A French-led industrial consortium is developing Europe’s first combat-size stealth aircraft. The program will produce an unmanned aerial vehicle that will serve as a testbed to validate a variety of materials, computer and avionics capabilities. Another important goal is to provide European aerospace engineers with the skills and understanding to apply advanced technologies in future airborne military platforms.
Launched by the French government in 2003, the goal of the Neuron program, also spelled nEUROn, is to develop an unmanned combat air vehicle (UCAV) demonstrator that features the combined skills of the European aerospace industry. One objective is to nurture strategic technologies such as stealth and validate their application through flight tests.
According to Yves Robins, vice president for international relations at Dassault Aviation
, Paris, the French government will provide half of the program’s 400 million euro ($477 million) budget while the remaining funds will be supplied by the other participating member nations. The effort is administered through the French armament procurement agency.
The contract and memorandums of understanding establishing the Neuron project’s industrial partnership and designating Dassault Aviation as the prime contractor were signed in early 2005. Scheduled for an initial test flight in 2010, the UCAV will perform experimental air-to-ground missions in a network-centric warfare environment, demonstrate stealth technologies and deploy weapons from an internal bay. According to Dassault officials, European combat aircraft currently use external hard points to carry bombs and missiles. An internal bay also can house systems such as reconnaissance packages.
Besides being the first combat-aircraft-size stealth platform designed in Europe, Neuron also will test a variety of systems such as autonomous navigation and software capabilities.
In addition to Dassault, the Neuron team comprises Saab, Sweden; Hellenic Aerospace Industry (HAI), the European Aeronautics Defence and Space (EADS) Company of Spain; RUAG Aerospace, Switzerland; and Alenia Aeronautica, Italy.
The program has three goals: to maintain and develop the skills of the participating European aerospace companies’ design offices; to investigate and validate the technologies that will be needed by 2015 to design next-generation combat aircraft, either manned or unmanned; and to validate an innovative cooperation process by establishing a European industry team responsible for developing next-generation combat aircraft.

[Records from a data collection]
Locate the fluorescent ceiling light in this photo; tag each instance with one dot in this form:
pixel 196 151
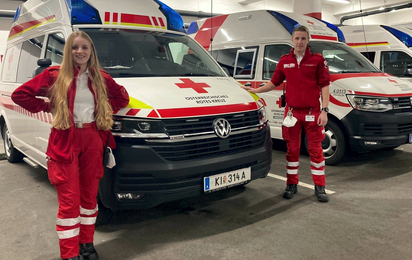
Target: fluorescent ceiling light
pixel 340 1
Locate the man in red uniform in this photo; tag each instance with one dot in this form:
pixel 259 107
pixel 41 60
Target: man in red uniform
pixel 308 79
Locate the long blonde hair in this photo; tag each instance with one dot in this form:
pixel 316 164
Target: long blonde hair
pixel 58 92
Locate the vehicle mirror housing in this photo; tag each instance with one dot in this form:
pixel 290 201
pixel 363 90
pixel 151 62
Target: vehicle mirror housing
pixel 43 64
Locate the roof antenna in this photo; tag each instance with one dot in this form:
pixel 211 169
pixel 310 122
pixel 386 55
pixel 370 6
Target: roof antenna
pixel 364 33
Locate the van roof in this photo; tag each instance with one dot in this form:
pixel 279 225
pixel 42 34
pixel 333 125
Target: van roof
pixel 152 15
pixel 377 35
pixel 247 27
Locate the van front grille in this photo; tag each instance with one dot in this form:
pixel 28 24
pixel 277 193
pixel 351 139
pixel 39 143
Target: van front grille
pixel 209 147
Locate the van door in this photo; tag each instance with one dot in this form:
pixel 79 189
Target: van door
pixel 240 62
pixel 396 63
pixel 271 56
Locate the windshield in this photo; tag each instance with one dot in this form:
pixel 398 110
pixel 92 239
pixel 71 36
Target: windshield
pixel 342 58
pixel 136 53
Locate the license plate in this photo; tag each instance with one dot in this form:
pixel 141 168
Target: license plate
pixel 226 180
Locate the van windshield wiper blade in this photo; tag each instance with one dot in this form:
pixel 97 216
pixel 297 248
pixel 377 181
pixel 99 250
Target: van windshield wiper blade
pixel 135 75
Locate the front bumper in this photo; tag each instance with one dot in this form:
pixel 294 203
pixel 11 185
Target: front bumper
pixel 371 131
pixel 140 170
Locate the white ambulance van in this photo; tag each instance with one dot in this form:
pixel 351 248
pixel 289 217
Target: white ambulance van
pixel 368 109
pixel 388 47
pixel 189 129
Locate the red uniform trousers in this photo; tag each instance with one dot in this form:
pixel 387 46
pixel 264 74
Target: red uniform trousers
pixel 314 135
pixel 77 185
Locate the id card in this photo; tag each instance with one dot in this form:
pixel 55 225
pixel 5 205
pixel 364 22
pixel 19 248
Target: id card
pixel 310 118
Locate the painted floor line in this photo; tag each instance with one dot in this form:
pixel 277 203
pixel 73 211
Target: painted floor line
pixel 309 186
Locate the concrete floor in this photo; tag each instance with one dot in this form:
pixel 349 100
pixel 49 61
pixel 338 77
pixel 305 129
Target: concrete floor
pixel 368 217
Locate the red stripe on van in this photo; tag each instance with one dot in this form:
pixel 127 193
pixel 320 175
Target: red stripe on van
pixel 136 19
pixel 206 111
pixel 155 21
pixel 206 33
pixel 334 77
pixel 337 102
pixel 355 44
pixel 27 25
pixel 382 95
pixel 161 22
pixel 323 37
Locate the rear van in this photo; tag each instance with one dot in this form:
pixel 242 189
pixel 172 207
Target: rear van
pixel 189 129
pixel 388 47
pixel 368 109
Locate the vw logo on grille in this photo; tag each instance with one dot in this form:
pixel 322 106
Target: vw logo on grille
pixel 222 127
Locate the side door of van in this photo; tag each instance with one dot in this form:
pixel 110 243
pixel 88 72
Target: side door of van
pixel 53 50
pixel 20 62
pixel 397 63
pixel 271 54
pixel 239 62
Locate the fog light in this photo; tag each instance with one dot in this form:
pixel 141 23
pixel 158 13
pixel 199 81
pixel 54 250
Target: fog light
pixel 129 196
pixel 371 143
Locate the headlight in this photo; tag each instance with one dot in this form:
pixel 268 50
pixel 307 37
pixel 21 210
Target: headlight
pixel 372 104
pixel 137 126
pixel 262 115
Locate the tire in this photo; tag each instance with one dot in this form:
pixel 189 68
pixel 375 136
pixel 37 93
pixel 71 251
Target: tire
pixel 12 154
pixel 105 215
pixel 334 145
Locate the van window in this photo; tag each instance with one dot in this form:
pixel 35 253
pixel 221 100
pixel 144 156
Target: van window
pixel 243 58
pixel 54 49
pixel 271 58
pixel 370 55
pixel 341 58
pixel 137 53
pixel 30 53
pixel 10 63
pixel 395 62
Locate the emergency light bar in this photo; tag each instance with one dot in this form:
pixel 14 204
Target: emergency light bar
pixel 82 12
pixel 403 37
pixel 333 27
pixel 287 22
pixel 174 20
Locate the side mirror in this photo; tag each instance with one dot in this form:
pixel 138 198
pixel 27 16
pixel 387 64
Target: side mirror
pixel 43 64
pixel 408 70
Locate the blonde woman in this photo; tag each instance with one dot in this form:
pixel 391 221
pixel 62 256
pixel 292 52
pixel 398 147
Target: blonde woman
pixel 82 100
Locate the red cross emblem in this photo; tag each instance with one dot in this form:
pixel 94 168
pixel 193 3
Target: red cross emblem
pixel 198 87
pixel 279 102
pixel 392 80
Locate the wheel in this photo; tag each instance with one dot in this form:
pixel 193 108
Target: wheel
pixel 334 145
pixel 12 154
pixel 105 215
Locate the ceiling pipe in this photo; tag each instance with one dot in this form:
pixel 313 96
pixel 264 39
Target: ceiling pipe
pixel 385 10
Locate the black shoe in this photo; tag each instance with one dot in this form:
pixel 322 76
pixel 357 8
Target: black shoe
pixel 290 191
pixel 321 194
pixel 88 252
pixel 73 258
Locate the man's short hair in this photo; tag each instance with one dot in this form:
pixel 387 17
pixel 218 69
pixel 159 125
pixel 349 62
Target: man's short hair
pixel 301 28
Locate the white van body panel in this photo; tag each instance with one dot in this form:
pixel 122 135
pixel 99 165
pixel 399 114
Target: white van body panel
pixel 257 30
pixel 377 40
pixel 186 121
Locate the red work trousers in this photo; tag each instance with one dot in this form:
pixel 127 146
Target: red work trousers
pixel 77 185
pixel 308 120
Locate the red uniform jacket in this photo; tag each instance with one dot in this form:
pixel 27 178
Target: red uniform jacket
pixel 303 81
pixel 59 146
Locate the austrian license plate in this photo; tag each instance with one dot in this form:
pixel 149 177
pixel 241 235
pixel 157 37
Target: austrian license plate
pixel 226 180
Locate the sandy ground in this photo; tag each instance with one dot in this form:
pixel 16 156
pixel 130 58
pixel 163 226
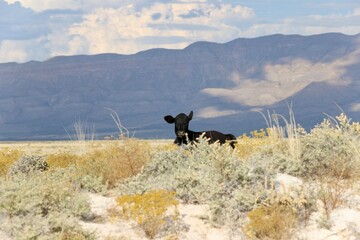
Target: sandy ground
pixel 191 219
pixel 53 147
pixel 345 221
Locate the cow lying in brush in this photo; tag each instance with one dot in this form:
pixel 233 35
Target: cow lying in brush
pixel 183 134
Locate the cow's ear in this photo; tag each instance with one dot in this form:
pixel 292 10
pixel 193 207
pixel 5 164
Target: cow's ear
pixel 190 116
pixel 169 119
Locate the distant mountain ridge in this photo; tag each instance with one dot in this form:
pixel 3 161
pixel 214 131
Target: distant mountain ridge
pixel 224 84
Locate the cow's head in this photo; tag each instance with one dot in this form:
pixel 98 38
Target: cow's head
pixel 181 122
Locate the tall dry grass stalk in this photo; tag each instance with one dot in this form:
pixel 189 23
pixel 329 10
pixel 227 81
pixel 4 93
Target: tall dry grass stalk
pixel 290 132
pixel 123 131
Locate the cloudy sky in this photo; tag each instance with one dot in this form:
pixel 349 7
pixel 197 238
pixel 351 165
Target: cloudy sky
pixel 41 29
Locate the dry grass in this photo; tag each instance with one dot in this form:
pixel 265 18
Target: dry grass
pixel 7 158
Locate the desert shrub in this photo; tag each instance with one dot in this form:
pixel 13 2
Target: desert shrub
pixel 116 162
pixel 61 160
pixel 28 164
pixel 149 210
pixel 272 158
pixel 7 158
pixel 42 206
pixel 201 173
pixel 248 145
pixel 278 215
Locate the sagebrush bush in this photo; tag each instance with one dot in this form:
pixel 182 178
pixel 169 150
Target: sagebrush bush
pixel 62 160
pixel 116 162
pixel 42 206
pixel 149 210
pixel 7 158
pixel 199 173
pixel 29 164
pixel 331 150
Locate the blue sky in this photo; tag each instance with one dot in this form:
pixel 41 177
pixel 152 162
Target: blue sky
pixel 39 30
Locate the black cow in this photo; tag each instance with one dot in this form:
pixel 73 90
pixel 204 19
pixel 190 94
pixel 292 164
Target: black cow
pixel 183 134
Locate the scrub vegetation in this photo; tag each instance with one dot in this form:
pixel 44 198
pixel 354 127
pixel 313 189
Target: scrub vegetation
pixel 45 195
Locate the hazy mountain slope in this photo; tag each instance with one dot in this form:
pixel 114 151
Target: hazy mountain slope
pixel 41 99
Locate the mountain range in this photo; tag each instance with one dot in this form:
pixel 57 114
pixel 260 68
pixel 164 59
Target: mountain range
pixel 225 84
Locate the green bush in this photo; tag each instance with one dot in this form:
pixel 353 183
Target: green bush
pixel 42 206
pixel 331 150
pixel 28 164
pixel 199 173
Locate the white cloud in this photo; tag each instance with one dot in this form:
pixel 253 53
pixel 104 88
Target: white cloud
pixel 355 107
pixel 168 25
pixel 213 112
pixel 44 5
pixel 11 51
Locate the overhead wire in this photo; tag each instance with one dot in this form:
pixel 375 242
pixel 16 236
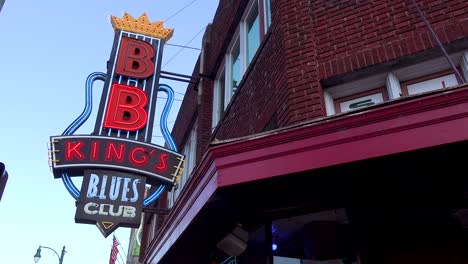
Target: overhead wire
pixel 167 62
pixel 173 15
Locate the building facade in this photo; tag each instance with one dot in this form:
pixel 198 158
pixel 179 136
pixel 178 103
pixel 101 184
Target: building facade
pixel 322 132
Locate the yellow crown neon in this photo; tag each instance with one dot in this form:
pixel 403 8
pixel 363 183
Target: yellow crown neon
pixel 142 26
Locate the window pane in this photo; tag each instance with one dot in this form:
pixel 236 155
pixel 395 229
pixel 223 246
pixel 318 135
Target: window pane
pixel 253 34
pixel 221 89
pixel 235 68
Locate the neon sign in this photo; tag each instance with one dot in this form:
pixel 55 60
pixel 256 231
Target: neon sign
pixel 118 159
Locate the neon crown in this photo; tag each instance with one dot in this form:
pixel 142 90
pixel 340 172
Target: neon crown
pixel 142 25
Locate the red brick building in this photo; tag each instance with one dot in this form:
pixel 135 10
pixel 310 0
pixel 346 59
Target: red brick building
pixel 333 130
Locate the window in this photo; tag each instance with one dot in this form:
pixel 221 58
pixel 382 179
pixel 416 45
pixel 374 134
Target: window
pixel 414 79
pixel 360 100
pixel 235 68
pixel 253 33
pixel 429 83
pixel 219 97
pixel 189 151
pixel 254 23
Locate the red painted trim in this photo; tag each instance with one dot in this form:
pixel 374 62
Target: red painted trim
pixel 202 186
pixel 377 131
pixel 395 126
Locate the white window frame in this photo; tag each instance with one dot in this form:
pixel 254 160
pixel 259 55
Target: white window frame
pixel 218 87
pixel 240 37
pixel 397 80
pixel 190 153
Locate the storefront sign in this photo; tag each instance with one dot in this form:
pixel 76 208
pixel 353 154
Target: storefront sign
pixel 118 158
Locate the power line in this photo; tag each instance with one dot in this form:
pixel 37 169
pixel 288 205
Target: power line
pixel 165 20
pixel 182 48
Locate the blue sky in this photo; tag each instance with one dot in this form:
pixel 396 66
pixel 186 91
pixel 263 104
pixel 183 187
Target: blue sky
pixel 47 50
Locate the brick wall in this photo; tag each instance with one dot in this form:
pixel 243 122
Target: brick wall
pixel 307 42
pixel 355 34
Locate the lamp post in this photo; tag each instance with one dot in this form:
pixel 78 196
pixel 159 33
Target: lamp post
pixel 37 256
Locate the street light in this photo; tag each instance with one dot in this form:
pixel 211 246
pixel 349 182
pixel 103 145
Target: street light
pixel 37 257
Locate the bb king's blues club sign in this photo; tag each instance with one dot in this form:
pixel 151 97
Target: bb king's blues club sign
pixel 118 159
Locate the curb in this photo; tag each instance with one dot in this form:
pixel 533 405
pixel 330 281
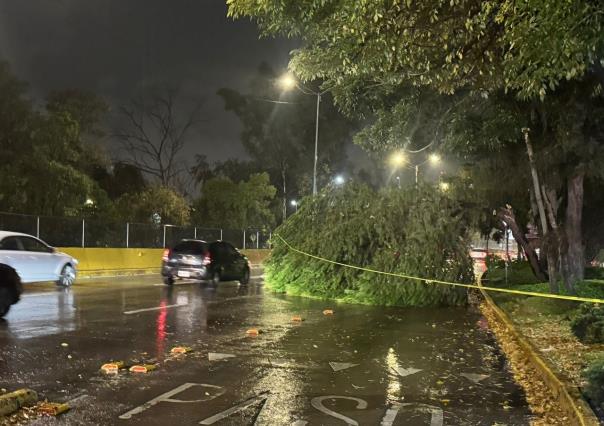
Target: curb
pixel 568 396
pixel 11 402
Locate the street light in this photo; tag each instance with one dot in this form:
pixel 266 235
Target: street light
pixel 398 159
pixel 434 159
pixel 294 203
pixel 288 82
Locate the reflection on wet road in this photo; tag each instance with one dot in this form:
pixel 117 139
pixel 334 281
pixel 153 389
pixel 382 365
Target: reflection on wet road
pixel 361 365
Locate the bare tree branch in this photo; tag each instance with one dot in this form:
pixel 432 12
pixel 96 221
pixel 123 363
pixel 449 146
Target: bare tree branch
pixel 153 137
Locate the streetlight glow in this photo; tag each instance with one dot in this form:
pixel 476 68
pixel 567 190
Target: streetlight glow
pixel 398 159
pixel 287 82
pixel 434 159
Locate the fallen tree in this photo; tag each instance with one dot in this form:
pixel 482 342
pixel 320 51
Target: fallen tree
pixel 422 233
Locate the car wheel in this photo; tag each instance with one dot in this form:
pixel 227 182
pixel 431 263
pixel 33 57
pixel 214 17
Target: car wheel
pixel 216 278
pixel 246 277
pixel 67 277
pixel 10 288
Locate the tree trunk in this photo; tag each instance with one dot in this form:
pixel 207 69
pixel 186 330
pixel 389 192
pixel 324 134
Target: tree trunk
pixel 535 176
pixel 284 193
pixel 575 258
pixel 551 243
pixel 507 215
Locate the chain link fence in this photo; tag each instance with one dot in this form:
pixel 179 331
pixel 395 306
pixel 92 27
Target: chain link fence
pixel 78 232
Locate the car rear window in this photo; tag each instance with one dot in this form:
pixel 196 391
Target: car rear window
pixel 190 247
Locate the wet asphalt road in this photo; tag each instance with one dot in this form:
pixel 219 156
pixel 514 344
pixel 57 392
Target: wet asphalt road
pixel 361 365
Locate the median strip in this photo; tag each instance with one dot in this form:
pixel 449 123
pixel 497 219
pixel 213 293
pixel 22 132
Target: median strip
pixel 13 401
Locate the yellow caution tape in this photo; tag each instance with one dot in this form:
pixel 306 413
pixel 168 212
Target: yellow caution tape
pixel 435 281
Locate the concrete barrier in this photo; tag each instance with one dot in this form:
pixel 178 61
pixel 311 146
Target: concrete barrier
pixel 130 261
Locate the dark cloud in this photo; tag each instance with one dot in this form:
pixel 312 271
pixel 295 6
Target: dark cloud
pixel 118 47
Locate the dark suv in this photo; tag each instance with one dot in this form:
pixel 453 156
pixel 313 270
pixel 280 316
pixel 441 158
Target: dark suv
pixel 199 260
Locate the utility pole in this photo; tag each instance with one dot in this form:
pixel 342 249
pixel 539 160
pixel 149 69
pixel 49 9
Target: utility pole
pixel 314 174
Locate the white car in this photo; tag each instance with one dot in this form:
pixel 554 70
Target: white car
pixel 35 261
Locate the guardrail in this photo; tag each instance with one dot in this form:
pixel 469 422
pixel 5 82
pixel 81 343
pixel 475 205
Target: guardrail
pixel 81 232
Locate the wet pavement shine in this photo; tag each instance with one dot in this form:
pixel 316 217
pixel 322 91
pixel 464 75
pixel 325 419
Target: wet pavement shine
pixel 362 365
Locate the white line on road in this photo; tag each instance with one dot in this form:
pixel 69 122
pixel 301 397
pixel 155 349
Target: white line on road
pixel 155 309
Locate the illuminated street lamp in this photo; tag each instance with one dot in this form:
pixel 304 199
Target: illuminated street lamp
pixel 294 203
pixel 398 159
pixel 288 82
pixel 434 159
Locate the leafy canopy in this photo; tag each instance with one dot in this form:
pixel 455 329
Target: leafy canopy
pixel 525 46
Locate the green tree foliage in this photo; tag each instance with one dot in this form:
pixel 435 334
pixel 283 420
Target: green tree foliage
pixel 140 207
pixel 227 204
pixel 538 62
pixel 44 162
pixel 420 233
pixel 526 47
pixel 84 107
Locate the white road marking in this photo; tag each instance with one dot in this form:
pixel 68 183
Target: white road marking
pixel 239 407
pixel 337 366
pixel 476 378
pixel 318 404
pixel 178 305
pixel 167 397
pixel 404 372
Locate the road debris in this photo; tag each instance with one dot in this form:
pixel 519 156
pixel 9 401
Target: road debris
pixel 180 350
pixel 143 368
pixel 11 402
pixel 53 408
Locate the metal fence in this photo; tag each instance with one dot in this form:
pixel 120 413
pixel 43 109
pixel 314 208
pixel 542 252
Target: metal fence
pixel 78 232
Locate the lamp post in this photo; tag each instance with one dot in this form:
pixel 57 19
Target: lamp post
pixel 288 82
pixel 399 159
pixel 294 203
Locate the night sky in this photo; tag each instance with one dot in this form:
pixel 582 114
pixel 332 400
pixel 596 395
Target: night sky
pixel 116 47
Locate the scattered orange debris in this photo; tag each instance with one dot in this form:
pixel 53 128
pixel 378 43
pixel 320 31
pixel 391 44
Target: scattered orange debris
pixel 179 350
pixel 112 367
pixel 144 368
pixel 52 408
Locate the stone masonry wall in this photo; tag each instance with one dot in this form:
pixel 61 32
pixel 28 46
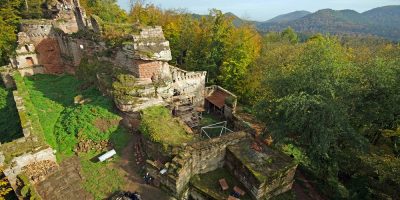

▶ EXERCISES TO COMPLETE
A. Count the lines in the records that contain the string "blues", treating uppercase and lowercase as different. Give only the number.
B. Pick up the article on Europe's Neuron stealth aircraft program after its last sentence and keep writing.

▶ OUTPUTS
A. 2

B.
The work will include designing more efficient ways to cooperate, methods to operate within budgetary constraints and processes that respect individual nations’ planning and agenda issues. “What we wanted when we selected our partners was not to develop a capability that did not exist but to build on existing capabilities and further enhance them in a cost-efficient way,” he offers.
The ultimate goal of Neuron goes beyond production numbers, Robins shares. The challenges lie in developing appropriate industrialization processes, new materials, radar absorbent coatings and stealthy shapes. He notes that Dassault has some experience in developing stealth materials, while Saab and EADS also have produced stealth systems and UAV ground control capabilities.
While he cannot discuss much of the technology being developed for the program, Robins reiterates that Neuron is the first purely stealth-based platform built in Europe.
Other technologies will include the ability to attack ground targets with precision munitions such as laser-guided weapons. The team also is exploring the capability to insert the UCAV into a command, control, communications, computers and intelligence environment and the ability to operate unmanned platforms in the same airspace as manned civilian and military aircraft.
Additional considerations are autonomous navigation and decision-making processes. The program will examine dynamically reconfiguring the system during a mission and will study the ability to alter mission plans in mid-course if the tactical environment changes. Designers also will determine the right place for human operators in the operational/decision loop. In addition, the platform includes innovations such as fly-by-wire technology and a tailless body.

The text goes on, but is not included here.